Your instructions - Every entry should be duplicated verbatim, and no picture may appear in the copy.

Referring expression data:
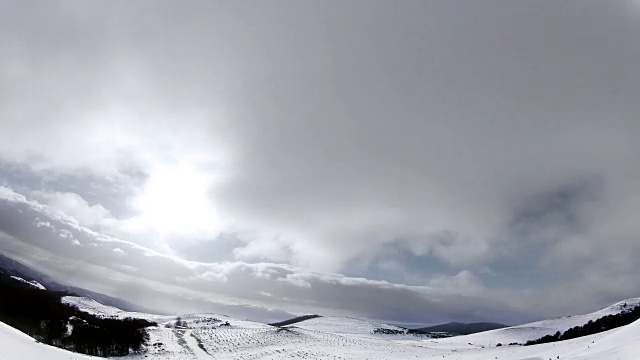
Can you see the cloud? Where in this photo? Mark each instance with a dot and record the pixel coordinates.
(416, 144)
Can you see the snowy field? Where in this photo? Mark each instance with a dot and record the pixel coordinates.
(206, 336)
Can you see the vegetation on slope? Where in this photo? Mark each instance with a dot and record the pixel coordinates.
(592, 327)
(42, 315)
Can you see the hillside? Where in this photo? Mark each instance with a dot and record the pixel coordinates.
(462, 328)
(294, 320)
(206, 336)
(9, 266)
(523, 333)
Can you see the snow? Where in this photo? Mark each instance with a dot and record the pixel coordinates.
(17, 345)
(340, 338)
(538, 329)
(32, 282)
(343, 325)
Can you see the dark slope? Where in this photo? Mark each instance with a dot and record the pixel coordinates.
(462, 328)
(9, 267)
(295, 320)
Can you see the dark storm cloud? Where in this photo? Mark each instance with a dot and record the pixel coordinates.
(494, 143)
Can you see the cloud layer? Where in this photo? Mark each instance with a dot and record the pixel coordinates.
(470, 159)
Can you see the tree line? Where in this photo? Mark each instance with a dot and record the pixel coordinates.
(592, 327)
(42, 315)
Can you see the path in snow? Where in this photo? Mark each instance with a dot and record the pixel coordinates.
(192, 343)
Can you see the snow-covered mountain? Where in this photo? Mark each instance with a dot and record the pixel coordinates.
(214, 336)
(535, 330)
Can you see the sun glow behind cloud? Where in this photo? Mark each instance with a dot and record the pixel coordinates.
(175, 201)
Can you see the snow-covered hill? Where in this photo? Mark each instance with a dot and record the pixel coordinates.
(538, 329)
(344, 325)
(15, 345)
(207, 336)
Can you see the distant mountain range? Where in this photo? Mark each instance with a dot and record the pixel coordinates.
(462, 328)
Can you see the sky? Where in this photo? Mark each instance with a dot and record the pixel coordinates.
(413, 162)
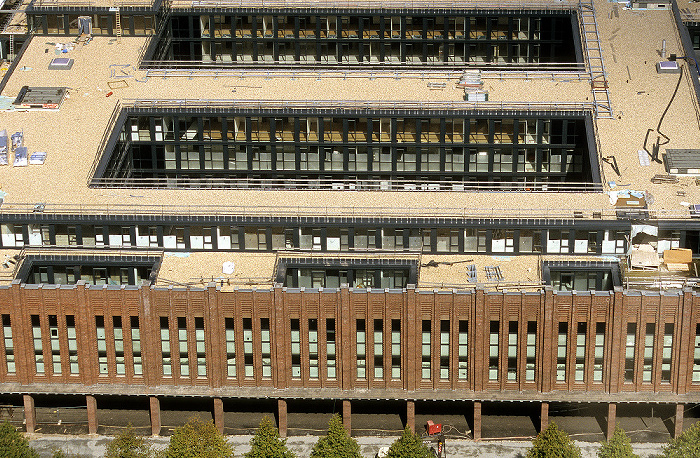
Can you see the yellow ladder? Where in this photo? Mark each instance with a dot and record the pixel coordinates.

Output for this task -
Can you see the cloud? Where in this photo? Mark each instance with a dot and record the pixel coordinates.
(416, 144)
Can you see the snowy field? Where in this photo? Mark each instance with a dot and record the pixel coordinates.
(206, 336)
Can you see the vegetation on slope? Where in this photo? Mark each instance with a dot and record the pixel coordinates.
(592, 327)
(42, 315)
Can you see the hillside? Where in this photo? Mark each instance with a dot and record the pixel coordinates.
(462, 328)
(294, 320)
(206, 336)
(9, 266)
(523, 333)
Can you see the snow? Where in this photo? Mark each instance with a dot and record the pixel coordinates.
(17, 345)
(340, 338)
(538, 329)
(32, 282)
(343, 325)
Can you see the dark slope? Where in this photo? Mark each instance with a dot and record the pixel coordinates.
(462, 328)
(9, 267)
(295, 320)
Can you see the dark storm cloud? Where in this photo? Mark each instance with a dot and record the pixel coordinates.
(494, 143)
Can you see the cloud layer? Where in this photo? Mark each instance with a dot and record the pixel coordinates.
(470, 159)
Can you see the tree line? Where in this photo? Mark each instance with a dot and record the pixel coordinates.
(592, 327)
(42, 315)
Can you see the path in snow? Where in this photo? Mark each instance with a dot and record the pixel coordinates.
(192, 343)
Can you see the snow-covered mountain? Where in this photo? Mark each instance with a dot and record the pixel coordinates.
(214, 336)
(535, 330)
Can you see the sun glow behind cloud? Where in this photo? Mark each instance with a dot and record the pixel coordinates.
(175, 201)
Can you see the snow-covered hill? Where in this photo? Mark each instance with a dot and record the pixel coordinates.
(538, 329)
(344, 325)
(15, 345)
(207, 336)
Can you see the distant mountain range? Where in this photo? Mark each instance with a dot and record the pixel coordinates.
(462, 328)
Can you see the sky? Where in this photo? Mark each instance with a dot and record the pixel coordinates.
(413, 162)
Can you see the yellow ladder? Where in this photo? Mark each instance with a dot and record the pixel coordinates.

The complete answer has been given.